* TASKS:
**A)** In the Ty Warner excerpt, rewrite the paragraph beginning "In 2014, he ended up being sentenced" as a bulleted list that keeps its main facts.
**B)** List every person named in the Ty Warner excerpt.

* TEXT EXCERPT:

******

Hirsch Blackman remains the only person to have scored an interview with Warner. The Post was unable to reach him, and his attorney did not respond to a request for comment.
“I knew I had a winner,” Warner told People in 1999 when he was trying to keep up with a 1,000% increase in orders from the previous year.
Warner was anything but an easy boss — as illustrated in Zach Bissonnette’s 2015 book, “The Great Beanie Baby Bubble: Mass Delusion and the Dark Side of Cute” and in last year’s “Beanie Mania” documentary on HBO Max.
“He had his staff up until 4 a.m. debating what color of ribbon the rabbit would have,” said a source familiar with Warner’s years with Beanie Babies. “They would finally arrive at the color and the employees would think they could finally go home. Then Ty would say, ‘Wait, what if you changed the way you tied the ribbon on the rabbit?’
“He may be bringing that kind of insane focus on aesthetics to the Four Seasons hotels,” the source added. “In which case, he could be making decisions that could go on for years.”
Bissonnette’s book detailed Warner’s tough childhood and strained relationship with his parents, Harold, a toy salesman, and Georgia, who was diagnosed as a paranoid schizophrenic in the 1970s.
Warner’s lawyers cited those difficult early years when he was brought up on tax evasion charges in 2008. Federal prosecutors said Warner had been stashing up to $107 million in an offshore account with UBS since 1996.
In 2014, he ended up being sentenced to two years probation plus community service, and paid a $53 million fine, but served no time. Warner’s philanthropy — he’s raised millions of dollars for charity and donated millions more — was a consideration when the court decided his punishment.

******

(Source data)
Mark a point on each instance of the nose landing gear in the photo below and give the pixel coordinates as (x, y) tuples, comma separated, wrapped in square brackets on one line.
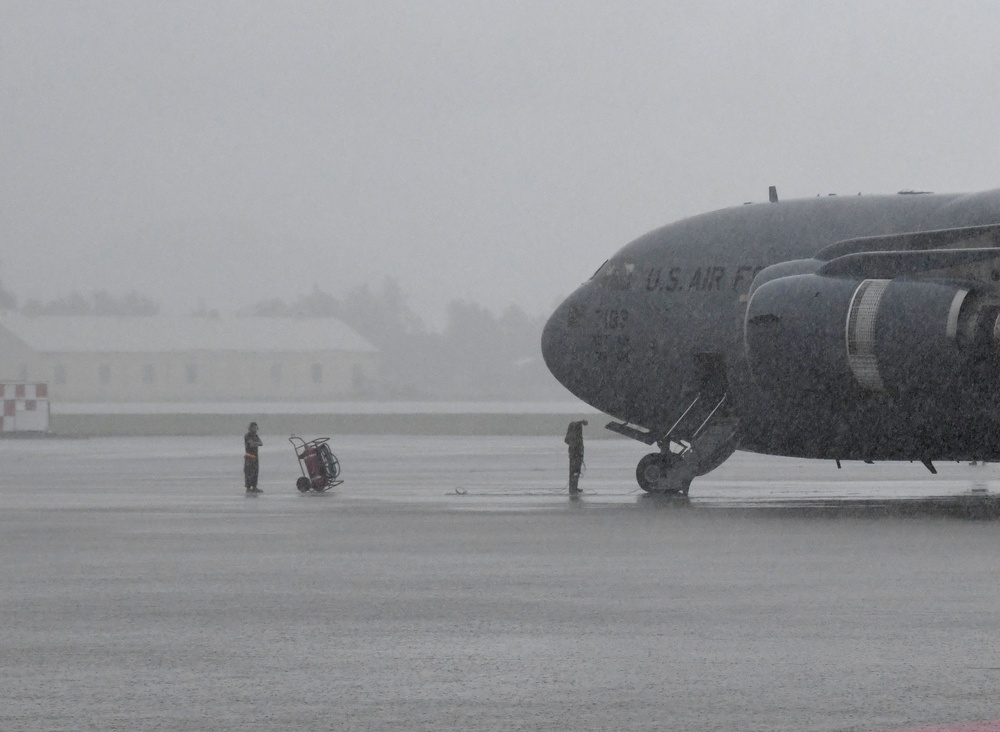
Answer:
[(664, 473)]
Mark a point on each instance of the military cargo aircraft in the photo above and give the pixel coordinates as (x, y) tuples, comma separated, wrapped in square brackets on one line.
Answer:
[(841, 328)]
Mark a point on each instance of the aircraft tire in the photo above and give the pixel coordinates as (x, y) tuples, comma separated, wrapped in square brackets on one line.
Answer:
[(660, 474)]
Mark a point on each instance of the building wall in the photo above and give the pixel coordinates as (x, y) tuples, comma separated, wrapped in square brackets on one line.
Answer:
[(193, 376)]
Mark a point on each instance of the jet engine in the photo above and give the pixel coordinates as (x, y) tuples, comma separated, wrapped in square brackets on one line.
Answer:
[(812, 333)]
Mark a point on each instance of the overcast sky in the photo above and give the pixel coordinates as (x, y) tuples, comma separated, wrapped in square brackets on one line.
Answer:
[(492, 151)]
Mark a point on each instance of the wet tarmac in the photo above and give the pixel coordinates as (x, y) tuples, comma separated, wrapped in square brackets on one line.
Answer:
[(450, 583)]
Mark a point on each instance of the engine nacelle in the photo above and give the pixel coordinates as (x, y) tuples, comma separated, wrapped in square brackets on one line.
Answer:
[(810, 333)]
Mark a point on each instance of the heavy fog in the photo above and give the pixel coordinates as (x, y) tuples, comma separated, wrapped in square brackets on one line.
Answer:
[(488, 156)]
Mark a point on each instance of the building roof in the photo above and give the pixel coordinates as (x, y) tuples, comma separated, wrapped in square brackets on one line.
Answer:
[(166, 334)]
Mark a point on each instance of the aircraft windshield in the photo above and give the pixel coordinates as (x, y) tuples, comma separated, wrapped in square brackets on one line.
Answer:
[(615, 275)]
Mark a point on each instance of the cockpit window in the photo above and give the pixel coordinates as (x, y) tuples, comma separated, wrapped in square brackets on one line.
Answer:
[(615, 275)]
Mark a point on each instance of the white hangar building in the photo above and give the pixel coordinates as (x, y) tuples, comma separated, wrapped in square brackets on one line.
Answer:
[(186, 359)]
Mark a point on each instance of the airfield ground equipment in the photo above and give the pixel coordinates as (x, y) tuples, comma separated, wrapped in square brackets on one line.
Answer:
[(320, 467)]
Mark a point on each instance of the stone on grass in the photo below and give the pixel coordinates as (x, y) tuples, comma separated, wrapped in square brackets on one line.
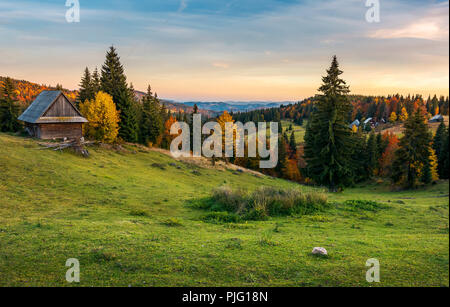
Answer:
[(319, 251)]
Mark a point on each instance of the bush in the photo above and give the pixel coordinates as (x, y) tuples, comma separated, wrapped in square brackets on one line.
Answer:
[(221, 217), (363, 205), (172, 222), (266, 202)]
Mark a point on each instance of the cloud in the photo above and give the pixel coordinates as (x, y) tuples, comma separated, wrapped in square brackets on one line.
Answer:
[(183, 6), (431, 24), (221, 65)]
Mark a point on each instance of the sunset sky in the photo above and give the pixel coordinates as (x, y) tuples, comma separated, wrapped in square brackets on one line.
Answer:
[(247, 50)]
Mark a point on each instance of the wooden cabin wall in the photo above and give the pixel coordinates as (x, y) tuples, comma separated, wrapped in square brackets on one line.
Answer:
[(61, 108), (57, 131)]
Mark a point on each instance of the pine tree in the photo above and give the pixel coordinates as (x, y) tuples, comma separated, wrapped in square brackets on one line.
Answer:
[(444, 158), (114, 82), (9, 110), (86, 90), (95, 81), (413, 152), (438, 146), (152, 123), (372, 154), (328, 140)]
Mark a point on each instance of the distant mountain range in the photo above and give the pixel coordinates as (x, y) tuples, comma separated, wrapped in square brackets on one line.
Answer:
[(235, 106)]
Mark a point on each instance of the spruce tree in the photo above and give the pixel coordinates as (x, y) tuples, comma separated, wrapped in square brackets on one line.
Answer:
[(372, 154), (444, 158), (9, 110), (293, 144), (328, 140), (438, 146), (413, 152), (426, 176), (151, 124), (114, 82), (86, 91)]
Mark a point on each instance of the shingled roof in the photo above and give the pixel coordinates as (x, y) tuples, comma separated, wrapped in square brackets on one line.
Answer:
[(34, 113)]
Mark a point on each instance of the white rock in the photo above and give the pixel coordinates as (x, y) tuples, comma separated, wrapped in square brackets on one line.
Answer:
[(319, 251)]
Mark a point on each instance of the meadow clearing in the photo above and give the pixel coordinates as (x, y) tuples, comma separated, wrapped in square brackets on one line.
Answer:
[(128, 217)]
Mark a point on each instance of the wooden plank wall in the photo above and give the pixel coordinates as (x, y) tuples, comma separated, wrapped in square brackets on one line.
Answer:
[(63, 130), (61, 108)]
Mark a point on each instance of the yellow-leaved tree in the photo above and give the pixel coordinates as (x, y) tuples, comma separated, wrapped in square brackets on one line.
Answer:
[(433, 165), (404, 115), (103, 118), (393, 117), (222, 120)]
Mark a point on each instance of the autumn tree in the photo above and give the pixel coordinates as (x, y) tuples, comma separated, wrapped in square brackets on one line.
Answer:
[(328, 139), (293, 145), (103, 118), (404, 115), (393, 117), (9, 110), (388, 154), (167, 137)]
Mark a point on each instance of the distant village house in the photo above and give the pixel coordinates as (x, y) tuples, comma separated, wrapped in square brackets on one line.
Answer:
[(53, 116), (436, 119)]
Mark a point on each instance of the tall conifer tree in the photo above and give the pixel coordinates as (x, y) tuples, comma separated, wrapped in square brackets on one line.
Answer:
[(114, 82), (9, 110), (328, 140)]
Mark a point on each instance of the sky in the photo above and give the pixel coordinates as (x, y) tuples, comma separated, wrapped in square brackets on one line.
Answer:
[(241, 50)]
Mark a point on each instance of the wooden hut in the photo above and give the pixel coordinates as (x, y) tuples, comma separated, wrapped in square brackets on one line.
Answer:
[(53, 116)]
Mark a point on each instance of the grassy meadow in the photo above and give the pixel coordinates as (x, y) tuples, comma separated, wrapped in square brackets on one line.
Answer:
[(128, 217)]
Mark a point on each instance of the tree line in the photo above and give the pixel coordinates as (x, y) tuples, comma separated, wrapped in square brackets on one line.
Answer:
[(336, 156)]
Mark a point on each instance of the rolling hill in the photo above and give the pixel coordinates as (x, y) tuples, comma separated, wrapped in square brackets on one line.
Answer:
[(128, 215)]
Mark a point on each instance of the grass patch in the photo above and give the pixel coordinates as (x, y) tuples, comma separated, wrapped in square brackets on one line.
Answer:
[(172, 222), (261, 204), (363, 205)]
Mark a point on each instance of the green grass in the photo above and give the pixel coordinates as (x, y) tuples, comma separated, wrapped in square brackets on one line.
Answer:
[(299, 131), (131, 223)]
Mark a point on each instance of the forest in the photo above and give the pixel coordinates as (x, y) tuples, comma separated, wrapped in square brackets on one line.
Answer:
[(334, 153)]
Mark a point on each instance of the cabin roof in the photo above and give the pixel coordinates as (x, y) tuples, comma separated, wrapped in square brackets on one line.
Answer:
[(33, 114), (437, 117)]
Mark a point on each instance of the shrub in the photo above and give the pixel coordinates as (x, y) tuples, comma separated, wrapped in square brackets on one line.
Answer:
[(363, 205), (222, 217), (172, 222), (266, 202), (139, 212)]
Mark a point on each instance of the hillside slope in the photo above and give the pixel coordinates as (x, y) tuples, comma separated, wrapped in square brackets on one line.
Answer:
[(127, 217)]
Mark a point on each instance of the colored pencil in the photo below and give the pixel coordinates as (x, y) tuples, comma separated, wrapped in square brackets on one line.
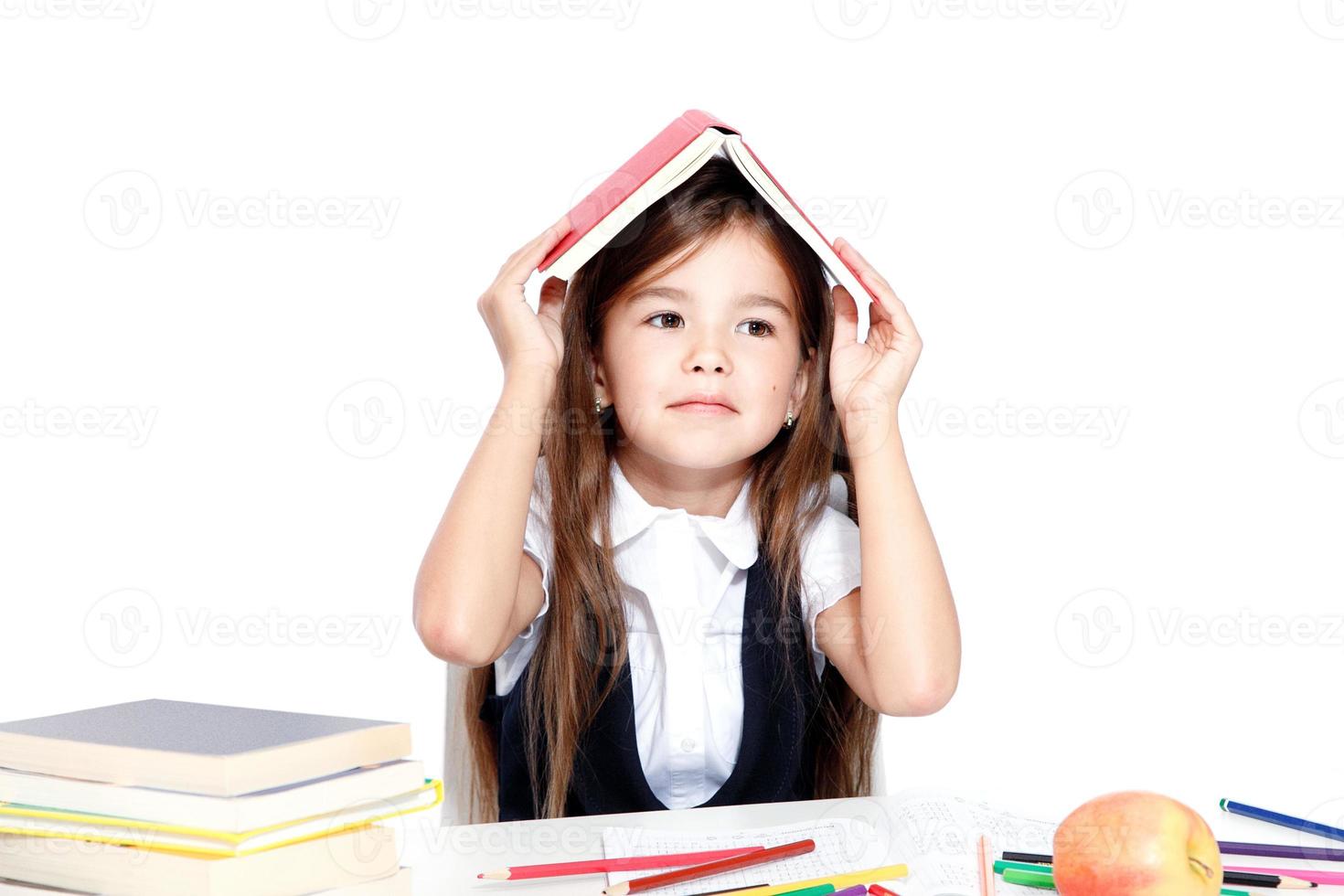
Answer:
[(1047, 881), (1281, 850), (709, 869), (1300, 873), (987, 867), (603, 865), (884, 872), (1281, 819), (1029, 879), (1280, 879)]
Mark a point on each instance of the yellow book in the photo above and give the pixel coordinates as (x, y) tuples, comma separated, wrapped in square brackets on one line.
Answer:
[(42, 821)]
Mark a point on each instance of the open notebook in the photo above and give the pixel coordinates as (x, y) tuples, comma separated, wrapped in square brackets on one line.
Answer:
[(932, 832)]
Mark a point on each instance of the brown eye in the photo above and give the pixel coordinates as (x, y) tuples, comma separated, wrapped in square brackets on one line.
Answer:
[(768, 328), (661, 316)]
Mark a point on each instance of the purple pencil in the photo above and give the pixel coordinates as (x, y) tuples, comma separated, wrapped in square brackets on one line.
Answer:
[(1281, 850)]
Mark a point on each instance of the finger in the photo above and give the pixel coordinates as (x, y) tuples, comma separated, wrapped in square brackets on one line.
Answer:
[(552, 297), (867, 272), (900, 317), (525, 261), (847, 318)]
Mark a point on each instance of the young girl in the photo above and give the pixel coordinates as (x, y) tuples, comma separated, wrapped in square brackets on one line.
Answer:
[(652, 559)]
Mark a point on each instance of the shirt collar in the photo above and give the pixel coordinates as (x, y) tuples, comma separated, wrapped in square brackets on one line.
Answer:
[(734, 534)]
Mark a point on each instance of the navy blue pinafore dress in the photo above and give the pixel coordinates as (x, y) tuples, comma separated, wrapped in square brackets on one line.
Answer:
[(780, 731)]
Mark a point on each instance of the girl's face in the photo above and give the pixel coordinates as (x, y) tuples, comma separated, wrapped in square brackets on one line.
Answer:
[(722, 323)]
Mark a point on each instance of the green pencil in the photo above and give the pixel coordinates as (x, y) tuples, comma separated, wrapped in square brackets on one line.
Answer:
[(1043, 880), (1029, 875)]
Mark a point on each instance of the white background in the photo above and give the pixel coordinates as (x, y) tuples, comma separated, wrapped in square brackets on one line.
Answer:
[(225, 422)]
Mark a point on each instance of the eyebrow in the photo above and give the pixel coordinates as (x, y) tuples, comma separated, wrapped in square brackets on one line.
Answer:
[(745, 300)]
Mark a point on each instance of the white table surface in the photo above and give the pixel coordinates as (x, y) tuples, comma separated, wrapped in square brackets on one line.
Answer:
[(446, 860)]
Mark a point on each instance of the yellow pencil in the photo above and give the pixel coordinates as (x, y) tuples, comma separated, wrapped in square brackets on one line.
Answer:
[(848, 879)]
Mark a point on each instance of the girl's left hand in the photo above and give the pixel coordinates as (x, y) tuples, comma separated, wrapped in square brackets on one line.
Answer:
[(872, 374)]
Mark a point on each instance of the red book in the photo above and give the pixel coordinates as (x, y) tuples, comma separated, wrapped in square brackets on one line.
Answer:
[(664, 164)]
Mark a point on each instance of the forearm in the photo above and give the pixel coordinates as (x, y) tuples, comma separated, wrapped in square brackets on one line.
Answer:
[(912, 641), (468, 578)]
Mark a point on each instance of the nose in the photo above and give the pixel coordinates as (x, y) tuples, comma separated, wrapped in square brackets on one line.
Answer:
[(709, 355)]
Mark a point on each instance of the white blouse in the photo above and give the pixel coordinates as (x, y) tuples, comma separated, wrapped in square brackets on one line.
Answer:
[(686, 587)]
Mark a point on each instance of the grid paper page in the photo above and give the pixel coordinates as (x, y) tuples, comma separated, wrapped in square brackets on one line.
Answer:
[(940, 835), (834, 853)]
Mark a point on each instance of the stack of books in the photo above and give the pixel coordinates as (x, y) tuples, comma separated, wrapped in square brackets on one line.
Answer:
[(163, 797)]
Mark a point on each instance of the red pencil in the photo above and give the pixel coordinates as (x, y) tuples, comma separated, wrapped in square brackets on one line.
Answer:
[(603, 865), (683, 875)]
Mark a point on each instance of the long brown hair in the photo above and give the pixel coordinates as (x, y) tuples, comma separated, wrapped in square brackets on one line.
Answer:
[(585, 624)]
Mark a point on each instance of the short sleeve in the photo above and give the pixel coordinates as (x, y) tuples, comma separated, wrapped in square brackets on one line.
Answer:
[(537, 544), (831, 566)]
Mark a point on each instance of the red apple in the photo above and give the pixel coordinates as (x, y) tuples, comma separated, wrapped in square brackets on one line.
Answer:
[(1135, 842)]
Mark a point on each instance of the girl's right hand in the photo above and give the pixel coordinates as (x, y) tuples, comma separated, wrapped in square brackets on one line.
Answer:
[(526, 338)]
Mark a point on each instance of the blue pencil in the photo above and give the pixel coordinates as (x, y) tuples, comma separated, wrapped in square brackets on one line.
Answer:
[(1284, 821)]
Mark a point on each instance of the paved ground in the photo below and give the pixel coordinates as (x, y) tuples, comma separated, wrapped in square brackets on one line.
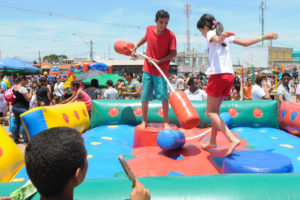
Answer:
[(21, 146)]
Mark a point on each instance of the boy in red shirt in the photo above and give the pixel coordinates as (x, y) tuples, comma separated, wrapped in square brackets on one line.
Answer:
[(161, 48)]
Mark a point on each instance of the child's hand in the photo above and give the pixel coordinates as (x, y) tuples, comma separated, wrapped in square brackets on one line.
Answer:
[(152, 59), (227, 34), (133, 56), (139, 192), (270, 36)]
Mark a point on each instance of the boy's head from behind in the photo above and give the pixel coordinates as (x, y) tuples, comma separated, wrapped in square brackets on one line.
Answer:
[(56, 159), (162, 19)]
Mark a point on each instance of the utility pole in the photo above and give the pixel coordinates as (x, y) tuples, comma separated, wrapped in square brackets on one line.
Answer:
[(262, 6), (40, 59), (188, 33), (91, 55)]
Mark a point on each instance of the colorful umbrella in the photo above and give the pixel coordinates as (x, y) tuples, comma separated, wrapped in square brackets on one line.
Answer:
[(11, 65), (102, 79)]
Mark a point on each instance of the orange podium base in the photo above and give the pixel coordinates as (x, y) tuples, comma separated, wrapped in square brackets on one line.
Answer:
[(147, 136)]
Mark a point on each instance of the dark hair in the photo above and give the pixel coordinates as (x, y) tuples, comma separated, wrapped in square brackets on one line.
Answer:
[(94, 83), (129, 74), (285, 74), (20, 78), (52, 158), (191, 81), (208, 20), (162, 14), (260, 77), (76, 84), (109, 83), (41, 81)]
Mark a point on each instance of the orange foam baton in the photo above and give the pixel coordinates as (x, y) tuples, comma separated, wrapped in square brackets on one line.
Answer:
[(183, 108)]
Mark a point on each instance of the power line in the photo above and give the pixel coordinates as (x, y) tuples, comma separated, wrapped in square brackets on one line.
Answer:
[(26, 10), (44, 39)]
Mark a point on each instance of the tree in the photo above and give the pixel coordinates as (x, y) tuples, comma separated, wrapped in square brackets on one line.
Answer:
[(53, 58)]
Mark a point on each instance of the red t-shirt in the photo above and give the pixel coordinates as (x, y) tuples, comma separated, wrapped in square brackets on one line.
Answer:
[(158, 47)]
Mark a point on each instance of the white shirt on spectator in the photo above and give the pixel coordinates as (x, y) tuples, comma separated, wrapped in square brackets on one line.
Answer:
[(298, 89), (257, 93), (199, 95), (285, 92), (59, 89), (180, 84), (218, 56), (111, 93)]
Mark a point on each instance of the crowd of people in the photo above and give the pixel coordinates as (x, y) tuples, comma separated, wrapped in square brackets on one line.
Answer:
[(32, 92)]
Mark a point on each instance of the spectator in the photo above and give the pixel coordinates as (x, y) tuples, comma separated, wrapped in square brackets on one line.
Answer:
[(110, 93), (93, 91), (284, 90), (43, 94), (133, 88), (298, 94), (260, 89), (59, 89), (237, 88), (79, 95), (120, 86), (247, 89), (20, 105), (33, 98), (56, 163), (2, 82), (179, 84), (193, 92)]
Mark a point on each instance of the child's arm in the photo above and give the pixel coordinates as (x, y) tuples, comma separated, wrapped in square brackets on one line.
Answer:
[(71, 99), (245, 43), (140, 43), (220, 39), (172, 54)]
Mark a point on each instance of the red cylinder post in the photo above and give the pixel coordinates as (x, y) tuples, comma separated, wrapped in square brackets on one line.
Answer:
[(86, 67), (184, 110), (147, 136)]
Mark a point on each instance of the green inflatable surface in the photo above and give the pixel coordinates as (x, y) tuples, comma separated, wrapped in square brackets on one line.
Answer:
[(225, 187), (245, 113)]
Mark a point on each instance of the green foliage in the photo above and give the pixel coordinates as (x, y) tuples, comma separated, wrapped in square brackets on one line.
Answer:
[(53, 58)]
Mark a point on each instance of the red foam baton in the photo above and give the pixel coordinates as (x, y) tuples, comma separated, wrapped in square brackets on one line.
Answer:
[(183, 108)]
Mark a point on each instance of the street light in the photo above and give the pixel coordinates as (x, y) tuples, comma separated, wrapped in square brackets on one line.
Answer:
[(87, 44)]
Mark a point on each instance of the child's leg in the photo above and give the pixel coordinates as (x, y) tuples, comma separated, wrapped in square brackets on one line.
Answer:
[(161, 93), (147, 95), (212, 113), (214, 131), (144, 113), (165, 105)]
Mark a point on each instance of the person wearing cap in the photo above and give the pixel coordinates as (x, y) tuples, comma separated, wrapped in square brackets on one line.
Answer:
[(284, 90), (298, 93), (110, 93), (120, 86), (133, 88)]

******

* ANSWERS GIVEN:
**A)**
- In 2014, Warner was sentenced to two years of probation plus community service.
- He paid a $53 million fine but served no time.
- The court considered his philanthropy in deciding his punishment. He has raised millions of dollars for charity and donated millions more.

**B)**
- Hirsch Blackman
- Ty Warner
- Zach Bissonnette
- Harold (Warner's father)
- Georgia (Warner's mother)